A partir de entonces, Bertolucci se convierte para los críticos en la gran promesa del cine italiano junto con Marco Bellochio. En 1965, Bellochio sorprenderá a todos con la turbadora Las manos en los bolsillos, el arranque de una brillante y coherente trayectoria que incluye títulos como la magnífica Buenos días, noche (2003) con el secuestro del dirigente italiano Aldo Moro de fondo.  Este recién finalizado 2019, el director nos ha regalado otra pequeña joya, El traidor, la mejor película de mafia de la temporada junto con El irlandés de Martin Scorsese (se podría hacer un estupendo programa doble con las dos, aunque, eso sí, habría que echar la tarde porque la duración conjunta de ambas rozaría las seis horas).

**Extractos de datos**

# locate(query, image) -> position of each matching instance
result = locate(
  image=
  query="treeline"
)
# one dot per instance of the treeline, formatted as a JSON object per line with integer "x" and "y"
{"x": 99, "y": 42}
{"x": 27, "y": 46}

**Objetivos**
- a) Haz una lista con todos los títulos de películas que aparecen en el texto sobre el cine italiano.
- b) Sigue el texto sobre el cine italiano justo después de su última frase.

**Resultados**
- a)
- Las manos en los bolsillos
- Buenos días, noche
- El traidor
- El irlandés

- b)
Precisamente, Marco Bellochio es uno de los cinco directores que participan en la coproducción francoitaliana Amor y rabia (1969), película de episodios en la que también colaboran Godard, Pasolini y Lizzani. Bertolucci aporta al conjunto el cortometraje Agonia. El realizador decide después llevar a la pantalla el relato breve de Jorge Luis Borges Tema del traidor y el héroe, adaptando la trama a la realidad contemporánea de su país. La estrategia de la araña obtiene la Espiga de Oro en la Seminci de Valladolid, primer gran reconocimiento internacional a la obra de su autor. De esta época data también su trabajo junto a Dario Argento y Sergio Leone, perfilando la historia que a su vez dará pie al guión de Hasta que llegó su hora.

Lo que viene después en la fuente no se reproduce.